@Zai_org: https://x.com/Zai_org/status/2057216685040443743
Summary
This paper presents ZCube, a novel network architecture developed by Z.ai, Harnets.AI, and Tsinghua University to address topology-induced congestion in Prefill-Decode disaggregated LLM inference clusters. Production deployments on GLM-5.1 coding workloads achieved a 33% reduction in network CapEx, 15% throughput improvement, and 40.6% reduction in TTFT P99 latency.
View Cached Full Text
Cached at: 05/21/26, 01:36 PM
Next-generation LLM Inference Network: How ZCube Alleviates Network Bottlenecks?
LLM inference is reshaping AI infrastructure. The network used to be the least interesting part of an inference cluster. That isn’t true anymore. With long-context inference and Prefill-Decode disaggregation now standard, the network sits on the critical path of throughput, tail latency, and per-token serving cost.
To address the increasingly severe topology-induced congestion in Prefill-Decode disaggregated deployments, Z.ai, Harnets.AI, and Tsinghua University jointly developed and deployed the ZCube network architecture in an online production environment. The deployment shows that system-level innovation at the network architecture layer can unlock hardware potential in a highly cost-effective way.
....
- _Problem requirements_
Please rewrite the part of the ZCube page that opens with the words containing "To address the" and closes with "highly cost-effective way.", replacing "jointly developed" with "co-developed".

Dataset items
....
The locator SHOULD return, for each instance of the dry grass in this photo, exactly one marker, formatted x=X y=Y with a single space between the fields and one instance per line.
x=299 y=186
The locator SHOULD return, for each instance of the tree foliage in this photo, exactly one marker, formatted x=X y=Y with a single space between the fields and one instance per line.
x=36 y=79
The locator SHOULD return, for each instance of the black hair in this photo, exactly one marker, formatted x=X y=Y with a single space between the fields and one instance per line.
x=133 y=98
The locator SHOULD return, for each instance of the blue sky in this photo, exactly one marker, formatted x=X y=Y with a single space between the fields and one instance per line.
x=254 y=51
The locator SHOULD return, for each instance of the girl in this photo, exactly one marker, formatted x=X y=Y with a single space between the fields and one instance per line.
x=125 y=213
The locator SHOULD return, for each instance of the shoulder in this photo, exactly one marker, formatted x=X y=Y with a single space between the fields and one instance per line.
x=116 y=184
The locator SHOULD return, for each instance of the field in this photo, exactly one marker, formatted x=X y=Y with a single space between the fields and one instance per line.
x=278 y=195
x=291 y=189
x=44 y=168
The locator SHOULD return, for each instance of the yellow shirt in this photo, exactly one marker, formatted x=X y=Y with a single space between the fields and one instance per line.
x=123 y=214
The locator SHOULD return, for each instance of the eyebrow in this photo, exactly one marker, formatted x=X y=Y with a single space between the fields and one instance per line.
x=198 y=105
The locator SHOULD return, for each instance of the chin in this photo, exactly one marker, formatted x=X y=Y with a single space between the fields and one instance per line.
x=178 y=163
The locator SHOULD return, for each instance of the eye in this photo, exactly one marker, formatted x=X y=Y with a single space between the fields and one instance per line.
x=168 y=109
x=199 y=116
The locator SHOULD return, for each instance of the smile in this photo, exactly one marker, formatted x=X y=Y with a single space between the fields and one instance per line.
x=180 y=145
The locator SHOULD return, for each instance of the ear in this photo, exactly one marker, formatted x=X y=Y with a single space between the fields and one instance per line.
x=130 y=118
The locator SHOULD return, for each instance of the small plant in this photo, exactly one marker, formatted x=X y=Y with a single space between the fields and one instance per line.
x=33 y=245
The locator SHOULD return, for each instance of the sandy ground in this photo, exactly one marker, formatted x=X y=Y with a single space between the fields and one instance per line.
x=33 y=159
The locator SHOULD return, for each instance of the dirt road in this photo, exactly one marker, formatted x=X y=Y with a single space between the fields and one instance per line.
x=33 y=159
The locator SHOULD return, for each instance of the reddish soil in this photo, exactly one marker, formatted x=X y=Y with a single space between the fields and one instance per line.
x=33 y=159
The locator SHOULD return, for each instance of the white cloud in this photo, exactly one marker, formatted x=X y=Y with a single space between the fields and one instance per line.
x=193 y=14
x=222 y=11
....
- _Solution_
To address the increasingly severe topology-induced congestion in Prefill-Decode disaggregated deployments, Z.ai, Harnets.AI, and Tsinghua University co-developed and deployed the ZCube network architecture in an online production environment. The deployment shows that system-level innovation at the network architecture layer can unlock hardware potential in a highly cost-effective way.